[[ Data, beginning ]]

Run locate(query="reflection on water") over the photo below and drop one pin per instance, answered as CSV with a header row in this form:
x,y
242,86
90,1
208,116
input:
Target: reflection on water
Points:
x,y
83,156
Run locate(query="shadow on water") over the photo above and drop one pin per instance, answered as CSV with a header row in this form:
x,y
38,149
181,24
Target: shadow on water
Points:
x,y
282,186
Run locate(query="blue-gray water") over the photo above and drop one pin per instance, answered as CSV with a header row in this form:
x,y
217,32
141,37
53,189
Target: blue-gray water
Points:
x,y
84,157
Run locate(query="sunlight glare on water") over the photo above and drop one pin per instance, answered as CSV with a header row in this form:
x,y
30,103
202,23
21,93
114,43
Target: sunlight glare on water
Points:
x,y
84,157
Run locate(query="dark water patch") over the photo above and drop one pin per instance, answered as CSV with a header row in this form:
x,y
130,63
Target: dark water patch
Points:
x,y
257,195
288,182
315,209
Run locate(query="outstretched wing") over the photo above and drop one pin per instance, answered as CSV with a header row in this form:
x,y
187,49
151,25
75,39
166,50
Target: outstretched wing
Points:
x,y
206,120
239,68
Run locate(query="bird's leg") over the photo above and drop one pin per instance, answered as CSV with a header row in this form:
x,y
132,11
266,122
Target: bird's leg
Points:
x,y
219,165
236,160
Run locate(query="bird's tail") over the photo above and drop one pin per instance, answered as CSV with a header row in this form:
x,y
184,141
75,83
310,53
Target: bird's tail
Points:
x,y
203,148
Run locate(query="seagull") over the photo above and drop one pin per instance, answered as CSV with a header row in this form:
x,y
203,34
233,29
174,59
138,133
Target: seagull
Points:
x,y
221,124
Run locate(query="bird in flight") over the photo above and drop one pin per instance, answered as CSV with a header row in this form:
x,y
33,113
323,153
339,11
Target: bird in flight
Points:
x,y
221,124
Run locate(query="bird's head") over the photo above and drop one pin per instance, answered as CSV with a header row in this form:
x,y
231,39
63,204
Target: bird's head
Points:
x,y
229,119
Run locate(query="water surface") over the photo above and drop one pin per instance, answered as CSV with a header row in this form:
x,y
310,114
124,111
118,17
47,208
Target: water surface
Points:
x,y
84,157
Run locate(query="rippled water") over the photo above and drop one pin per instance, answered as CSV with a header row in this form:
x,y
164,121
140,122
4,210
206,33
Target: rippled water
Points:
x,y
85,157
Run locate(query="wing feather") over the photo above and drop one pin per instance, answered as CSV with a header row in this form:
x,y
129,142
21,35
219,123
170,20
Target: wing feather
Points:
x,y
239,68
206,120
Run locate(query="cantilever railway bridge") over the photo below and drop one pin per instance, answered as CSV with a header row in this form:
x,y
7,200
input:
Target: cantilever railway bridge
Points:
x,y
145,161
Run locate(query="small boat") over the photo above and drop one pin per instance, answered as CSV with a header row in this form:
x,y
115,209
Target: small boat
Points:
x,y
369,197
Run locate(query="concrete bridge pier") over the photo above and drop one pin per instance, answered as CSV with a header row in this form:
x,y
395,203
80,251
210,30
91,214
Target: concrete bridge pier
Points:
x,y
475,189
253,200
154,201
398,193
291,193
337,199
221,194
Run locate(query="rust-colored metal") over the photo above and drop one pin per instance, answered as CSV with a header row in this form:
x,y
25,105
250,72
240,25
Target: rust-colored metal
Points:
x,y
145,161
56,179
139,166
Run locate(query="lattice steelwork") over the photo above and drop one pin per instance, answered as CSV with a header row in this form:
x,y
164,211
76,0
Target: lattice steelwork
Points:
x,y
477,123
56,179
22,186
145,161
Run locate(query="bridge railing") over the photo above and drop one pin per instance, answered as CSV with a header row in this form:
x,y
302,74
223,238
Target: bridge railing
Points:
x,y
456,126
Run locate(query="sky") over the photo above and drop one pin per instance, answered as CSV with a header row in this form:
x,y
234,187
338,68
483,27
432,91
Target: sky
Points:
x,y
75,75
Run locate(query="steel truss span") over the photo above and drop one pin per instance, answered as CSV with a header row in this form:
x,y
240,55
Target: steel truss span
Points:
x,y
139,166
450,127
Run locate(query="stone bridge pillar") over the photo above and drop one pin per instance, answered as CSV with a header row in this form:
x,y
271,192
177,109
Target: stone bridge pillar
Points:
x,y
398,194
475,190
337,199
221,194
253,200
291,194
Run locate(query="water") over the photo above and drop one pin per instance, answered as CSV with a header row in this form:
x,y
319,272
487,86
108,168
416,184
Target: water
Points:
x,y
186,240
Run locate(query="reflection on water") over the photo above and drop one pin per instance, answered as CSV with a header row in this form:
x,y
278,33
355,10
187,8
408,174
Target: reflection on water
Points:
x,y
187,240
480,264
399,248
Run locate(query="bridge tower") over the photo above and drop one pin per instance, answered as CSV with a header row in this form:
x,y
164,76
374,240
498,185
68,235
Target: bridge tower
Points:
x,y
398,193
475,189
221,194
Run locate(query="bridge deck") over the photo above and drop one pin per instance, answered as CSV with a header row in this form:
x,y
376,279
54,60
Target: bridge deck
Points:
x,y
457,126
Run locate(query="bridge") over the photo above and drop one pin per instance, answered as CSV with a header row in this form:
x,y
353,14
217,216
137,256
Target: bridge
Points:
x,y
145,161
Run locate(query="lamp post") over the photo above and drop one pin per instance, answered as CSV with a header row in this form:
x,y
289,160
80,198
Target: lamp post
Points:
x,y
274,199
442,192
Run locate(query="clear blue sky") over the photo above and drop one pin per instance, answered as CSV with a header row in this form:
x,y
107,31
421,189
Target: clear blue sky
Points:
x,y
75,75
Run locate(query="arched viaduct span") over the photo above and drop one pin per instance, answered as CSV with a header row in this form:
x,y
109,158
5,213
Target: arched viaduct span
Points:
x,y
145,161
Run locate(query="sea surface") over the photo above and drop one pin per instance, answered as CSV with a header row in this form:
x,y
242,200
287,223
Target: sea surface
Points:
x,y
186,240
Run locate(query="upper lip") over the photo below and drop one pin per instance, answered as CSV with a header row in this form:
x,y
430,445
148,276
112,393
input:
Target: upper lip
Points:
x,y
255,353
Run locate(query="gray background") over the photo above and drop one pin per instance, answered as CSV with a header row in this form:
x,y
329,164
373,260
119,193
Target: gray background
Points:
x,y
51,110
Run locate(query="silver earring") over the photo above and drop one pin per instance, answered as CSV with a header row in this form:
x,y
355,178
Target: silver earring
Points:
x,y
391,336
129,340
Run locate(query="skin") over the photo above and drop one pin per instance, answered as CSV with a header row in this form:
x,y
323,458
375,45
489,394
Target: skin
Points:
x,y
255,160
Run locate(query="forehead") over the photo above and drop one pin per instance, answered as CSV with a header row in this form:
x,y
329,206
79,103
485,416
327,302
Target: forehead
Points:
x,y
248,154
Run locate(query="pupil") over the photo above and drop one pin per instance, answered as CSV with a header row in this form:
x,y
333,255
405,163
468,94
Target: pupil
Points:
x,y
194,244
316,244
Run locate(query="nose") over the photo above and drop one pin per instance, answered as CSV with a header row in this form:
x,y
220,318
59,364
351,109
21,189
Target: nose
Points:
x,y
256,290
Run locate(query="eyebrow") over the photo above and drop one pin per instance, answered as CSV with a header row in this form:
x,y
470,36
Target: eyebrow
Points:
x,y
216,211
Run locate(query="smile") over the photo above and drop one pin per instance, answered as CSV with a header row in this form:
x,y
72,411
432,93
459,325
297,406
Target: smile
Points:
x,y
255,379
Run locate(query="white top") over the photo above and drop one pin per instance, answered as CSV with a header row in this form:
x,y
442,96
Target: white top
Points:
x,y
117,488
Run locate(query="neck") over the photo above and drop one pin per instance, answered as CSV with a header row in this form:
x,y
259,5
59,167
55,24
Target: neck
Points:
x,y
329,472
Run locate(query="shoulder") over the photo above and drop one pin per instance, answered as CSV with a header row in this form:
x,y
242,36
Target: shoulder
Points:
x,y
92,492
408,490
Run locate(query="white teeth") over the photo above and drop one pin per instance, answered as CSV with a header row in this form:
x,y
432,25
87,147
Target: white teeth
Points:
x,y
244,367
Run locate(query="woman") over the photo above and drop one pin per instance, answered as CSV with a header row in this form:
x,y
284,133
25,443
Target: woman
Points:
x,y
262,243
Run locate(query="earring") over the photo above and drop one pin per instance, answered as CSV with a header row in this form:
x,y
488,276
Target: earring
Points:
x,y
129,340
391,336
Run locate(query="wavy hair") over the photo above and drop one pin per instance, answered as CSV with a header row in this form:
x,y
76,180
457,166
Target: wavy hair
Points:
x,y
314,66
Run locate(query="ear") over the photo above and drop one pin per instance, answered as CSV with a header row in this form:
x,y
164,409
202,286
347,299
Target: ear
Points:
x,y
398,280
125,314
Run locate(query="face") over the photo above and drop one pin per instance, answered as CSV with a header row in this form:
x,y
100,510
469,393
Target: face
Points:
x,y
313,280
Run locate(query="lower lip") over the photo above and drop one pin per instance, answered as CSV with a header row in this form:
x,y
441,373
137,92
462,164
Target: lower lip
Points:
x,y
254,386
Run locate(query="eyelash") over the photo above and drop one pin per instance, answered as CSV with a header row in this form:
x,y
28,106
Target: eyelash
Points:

[[ Data, end ]]

Set down, from the entries above, exactly the lines from the one with "Target: bridge tower" up to and including the one with "Target: sea surface", and no other lines.

Target: bridge tower
Points:
x,y
398,193
475,189
221,194
Run locate(query="bridge deck") over the photo above and drop one pin per instance, answered as CSV with a header row in this form:
x,y
376,279
54,60
Target: bridge deck
Points:
x,y
457,126
Run locate(query="bridge") over the photo above and drop one pin per instance, answered as CSV with a header row in this form:
x,y
353,14
217,216
137,256
Target: bridge
Points:
x,y
145,161
Run locate(query="lamp post") over the photo above and drop one pin per instance, answered as CSV with a header row in this form:
x,y
289,160
80,198
Target: lamp post
Points:
x,y
274,199
442,192
Run locate(query="clear blue sky") over the photo above and drop one pin per instance, answered as CSV with a header row in this form:
x,y
107,31
421,189
Target: clear blue sky
Points:
x,y
75,75
Run locate(query="arched viaduct span") over the photo above and drop one pin per instance, answered as CSV with a header row in this form:
x,y
109,158
5,213
Target: arched viaduct span
Points:
x,y
145,161
Run locate(query="sea surface") over the photo above and drop one pin per instance, answered as CSV with a header row in this form:
x,y
242,200
287,223
Target: sea surface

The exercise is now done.